Information supplied below:
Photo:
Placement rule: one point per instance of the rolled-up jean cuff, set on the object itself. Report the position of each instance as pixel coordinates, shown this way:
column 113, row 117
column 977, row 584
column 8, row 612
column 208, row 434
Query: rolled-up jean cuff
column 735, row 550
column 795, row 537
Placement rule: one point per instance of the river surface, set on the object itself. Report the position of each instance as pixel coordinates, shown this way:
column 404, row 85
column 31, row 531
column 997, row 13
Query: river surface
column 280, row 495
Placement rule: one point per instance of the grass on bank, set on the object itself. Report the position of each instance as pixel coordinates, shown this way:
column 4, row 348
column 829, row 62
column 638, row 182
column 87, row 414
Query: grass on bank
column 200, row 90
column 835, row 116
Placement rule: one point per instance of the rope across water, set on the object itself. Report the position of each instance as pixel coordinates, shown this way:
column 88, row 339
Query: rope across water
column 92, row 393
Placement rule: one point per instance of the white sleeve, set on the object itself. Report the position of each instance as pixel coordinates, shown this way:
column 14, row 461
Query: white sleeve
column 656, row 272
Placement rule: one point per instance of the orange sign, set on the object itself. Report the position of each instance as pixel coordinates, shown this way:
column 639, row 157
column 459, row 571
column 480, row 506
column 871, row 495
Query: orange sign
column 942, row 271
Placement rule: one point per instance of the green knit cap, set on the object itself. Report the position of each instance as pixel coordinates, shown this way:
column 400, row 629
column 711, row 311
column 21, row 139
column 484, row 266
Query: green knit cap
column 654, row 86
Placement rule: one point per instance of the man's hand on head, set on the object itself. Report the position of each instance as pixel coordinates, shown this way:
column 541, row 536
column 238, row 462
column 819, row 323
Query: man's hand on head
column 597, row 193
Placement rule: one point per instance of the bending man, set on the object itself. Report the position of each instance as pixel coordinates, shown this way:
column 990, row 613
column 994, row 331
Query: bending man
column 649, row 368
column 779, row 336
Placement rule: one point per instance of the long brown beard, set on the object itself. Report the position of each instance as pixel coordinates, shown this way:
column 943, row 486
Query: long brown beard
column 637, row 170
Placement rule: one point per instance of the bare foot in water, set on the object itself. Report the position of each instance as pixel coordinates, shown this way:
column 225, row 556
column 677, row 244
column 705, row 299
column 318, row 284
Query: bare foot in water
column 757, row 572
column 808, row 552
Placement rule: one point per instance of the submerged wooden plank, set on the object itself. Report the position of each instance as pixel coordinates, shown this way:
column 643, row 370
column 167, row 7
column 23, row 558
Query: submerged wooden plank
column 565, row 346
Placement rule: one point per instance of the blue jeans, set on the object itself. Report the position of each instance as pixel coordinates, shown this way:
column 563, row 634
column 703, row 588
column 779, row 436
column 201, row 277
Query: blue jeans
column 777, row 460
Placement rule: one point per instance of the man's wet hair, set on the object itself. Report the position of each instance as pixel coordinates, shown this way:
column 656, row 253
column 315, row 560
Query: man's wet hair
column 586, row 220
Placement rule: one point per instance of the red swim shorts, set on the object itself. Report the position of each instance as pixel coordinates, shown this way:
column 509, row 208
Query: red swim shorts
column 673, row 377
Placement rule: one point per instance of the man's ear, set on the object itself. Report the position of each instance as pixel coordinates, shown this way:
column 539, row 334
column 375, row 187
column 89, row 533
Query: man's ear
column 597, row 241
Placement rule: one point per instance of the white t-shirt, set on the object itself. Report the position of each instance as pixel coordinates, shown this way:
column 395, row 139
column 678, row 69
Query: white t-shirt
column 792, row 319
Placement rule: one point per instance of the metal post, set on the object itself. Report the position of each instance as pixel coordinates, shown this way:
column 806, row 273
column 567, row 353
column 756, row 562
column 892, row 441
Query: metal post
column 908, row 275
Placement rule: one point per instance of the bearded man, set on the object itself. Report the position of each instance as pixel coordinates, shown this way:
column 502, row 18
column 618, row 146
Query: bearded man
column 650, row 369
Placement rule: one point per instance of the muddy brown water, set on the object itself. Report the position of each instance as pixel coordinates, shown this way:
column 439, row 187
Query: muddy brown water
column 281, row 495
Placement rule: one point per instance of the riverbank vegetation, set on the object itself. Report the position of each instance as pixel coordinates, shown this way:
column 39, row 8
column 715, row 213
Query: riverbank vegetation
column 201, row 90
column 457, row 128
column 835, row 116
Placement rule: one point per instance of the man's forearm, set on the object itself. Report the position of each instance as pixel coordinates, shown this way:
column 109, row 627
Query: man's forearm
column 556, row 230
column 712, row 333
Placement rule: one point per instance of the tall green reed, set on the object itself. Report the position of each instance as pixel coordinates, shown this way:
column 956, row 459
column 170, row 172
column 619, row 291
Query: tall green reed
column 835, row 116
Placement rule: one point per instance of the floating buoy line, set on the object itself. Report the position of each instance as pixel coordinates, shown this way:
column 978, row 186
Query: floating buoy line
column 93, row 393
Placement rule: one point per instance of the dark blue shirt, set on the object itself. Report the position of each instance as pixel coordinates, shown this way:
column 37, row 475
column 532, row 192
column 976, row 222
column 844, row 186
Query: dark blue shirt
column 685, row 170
End of Information supplied.
What is expected ▸ The whole listing, word for word, is the required answer.

Completed task ▸
Photo:
Placement rule: one point per instance of the rolled-up jean cuff, set on the object itself. Report the position of each instance as pixel coordinates, shown this way:
column 113, row 117
column 977, row 584
column 8, row 612
column 208, row 434
Query: rolled-up jean cuff
column 735, row 550
column 795, row 537
Placement rule: one point per instance of the river surface, set on the object itself. Report the position of each instance as pixel coordinates, shown this way:
column 404, row 85
column 31, row 531
column 997, row 13
Query: river surface
column 280, row 495
Placement rule: one point per instance of the grass on bank, set on the object itself. Report the position of each instance as pixel coordinates, shown this way:
column 4, row 348
column 829, row 62
column 638, row 182
column 87, row 414
Query: grass on bank
column 200, row 90
column 835, row 116
Placement rule: one point per instance of the rope across water, set on the object itself. Report the position of each instance as pixel coordinates, shown this way:
column 88, row 339
Query: rope across water
column 92, row 393
Placement rule: one point per instance of the white sleeve, set on the object itself. Report the position of each instance as pixel coordinates, shown this way:
column 14, row 461
Query: white sleeve
column 656, row 272
Placement rule: one point per instance of the orange sign, set on the object itself. Report the position of each instance as pixel coordinates, shown this way:
column 639, row 157
column 459, row 571
column 480, row 506
column 871, row 495
Query: orange sign
column 942, row 271
Placement rule: one point per instance of the green knit cap, set on the object itself. Report the position of each instance as pixel coordinates, shown this way:
column 400, row 629
column 711, row 311
column 21, row 139
column 484, row 266
Query: green knit cap
column 654, row 86
Placement rule: one point per instance of the man's hand on head, set on the object itself. Report the position of each instance as pixel coordinates, shown this way:
column 541, row 536
column 238, row 462
column 819, row 323
Query: man's hand on head
column 597, row 193
Placement rule: one point per instance of the bending man, set on the object itself. Report the position of each instance as pixel coordinates, shown this way:
column 990, row 613
column 994, row 331
Query: bending man
column 649, row 368
column 779, row 336
Placement rule: one point per instance of the long brown beard, set on the object itself. Report the position of each instance as pixel coordinates, shown this way:
column 943, row 486
Query: long brown beard
column 637, row 170
Placement rule: one point per instance of the bare foot in water, set on the object itself. Report the position of each instance as pixel coordinates, shown this way:
column 225, row 556
column 677, row 244
column 705, row 299
column 318, row 284
Query: bare foot in water
column 757, row 572
column 808, row 552
Placement rule: one point per instance of the submerged wooden plank, set on the object itself. Report the position of each instance as pixel coordinates, shown this way:
column 643, row 370
column 167, row 7
column 23, row 558
Query: submerged wooden plank
column 565, row 346
Placement rule: one point per instance of the blue jeans, set on the object itself. Report the position of each instance as pixel coordinates, shown this way:
column 563, row 634
column 703, row 588
column 779, row 436
column 201, row 277
Query: blue jeans
column 777, row 460
Placement rule: one point per instance of the man's wet hair, set on the object itself. Report the position of each instance as pixel coordinates, shown this way:
column 656, row 253
column 315, row 560
Query: man's wet hair
column 586, row 220
Placement rule: one point per instance of the red swim shorts, set on the object itself. Report the position of each instance as pixel coordinates, shown this way:
column 509, row 208
Query: red swim shorts
column 673, row 377
Placement rule: one point per instance of the man's ear, set on the object itself. Report the position of each instance as pixel coordinates, shown this way:
column 539, row 334
column 375, row 187
column 89, row 533
Query: man's ear
column 597, row 241
Placement rule: one point per instance of the white t-shirt, set on the object itself. Report the position of each instance as pixel coordinates, shown this way:
column 395, row 139
column 678, row 69
Query: white t-shirt
column 792, row 319
Placement rule: one point per instance of the metal post, set on the object itself. Report the position of each instance as pixel coordinates, shown this way:
column 806, row 273
column 567, row 353
column 756, row 562
column 892, row 441
Query: metal post
column 908, row 275
Placement rule: one point per instance of the bearded man, set on the object itself. Report the position of each instance as pixel coordinates, shown this way:
column 502, row 18
column 618, row 146
Query: bearded man
column 650, row 369
Placement rule: one point per instance of the muddy brown water, set on the object itself. Report the position of each instance as pixel coordinates, shown this way:
column 439, row 187
Query: muddy brown water
column 281, row 495
Placement rule: one point per instance of the riverbank vegetation, set on the object itself. Report the position of each instance as pixel coordinates, shown this way:
column 39, row 8
column 715, row 213
Query: riverbank vegetation
column 201, row 90
column 457, row 128
column 835, row 116
Placement rule: one point per instance of the man's forearm, set on the object itself. Report the position of each instance as pixel coordinates, shown this way:
column 109, row 627
Query: man's forearm
column 556, row 230
column 712, row 333
Placement rule: one point per instance of the tall green reed, set on the object itself. Report the position of each instance as pixel coordinates, shown this way:
column 956, row 459
column 170, row 172
column 619, row 291
Query: tall green reed
column 835, row 116
Placement rule: one point per instance of the floating buoy line, set on the object itself. Report the position of each instance as pixel coordinates, shown this way:
column 978, row 186
Query: floating buoy line
column 93, row 393
Placement rule: one point per instance of the dark blue shirt, set on the object itself. Report the position of each instance as pixel coordinates, shown this way:
column 37, row 475
column 532, row 192
column 976, row 222
column 844, row 186
Query: dark blue shirt
column 685, row 170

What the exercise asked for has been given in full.